[Excerpts from a detection dataset]
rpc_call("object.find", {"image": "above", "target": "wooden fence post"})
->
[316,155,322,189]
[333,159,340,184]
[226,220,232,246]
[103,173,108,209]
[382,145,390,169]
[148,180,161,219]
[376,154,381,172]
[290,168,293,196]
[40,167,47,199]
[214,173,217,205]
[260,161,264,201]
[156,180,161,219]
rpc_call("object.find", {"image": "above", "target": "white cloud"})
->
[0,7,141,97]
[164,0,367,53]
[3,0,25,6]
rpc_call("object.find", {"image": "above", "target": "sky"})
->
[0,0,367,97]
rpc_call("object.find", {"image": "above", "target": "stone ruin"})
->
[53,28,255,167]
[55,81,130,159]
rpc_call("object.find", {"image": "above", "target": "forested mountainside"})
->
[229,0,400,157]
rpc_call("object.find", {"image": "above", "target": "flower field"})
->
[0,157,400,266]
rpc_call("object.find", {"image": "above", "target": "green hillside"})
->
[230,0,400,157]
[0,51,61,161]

§ Brief
Extract each line of the data above that contains the string "object".

§ Solution below
rpc_call("object.find", {"image": "above", "target": "wooden fence post"})
rpc_call("object.find", {"image": "above", "target": "white cloud"})
rpc_call("object.find", {"image": "above", "target": "sky"})
rpc_call("object.find", {"image": "above", "target": "stone ruin"})
rpc_call("object.find", {"image": "above", "target": "forested mountainside"})
rpc_call("object.find", {"image": "above", "target": "flower field"})
rpc_call("object.find", {"image": "above", "target": "green hillside"})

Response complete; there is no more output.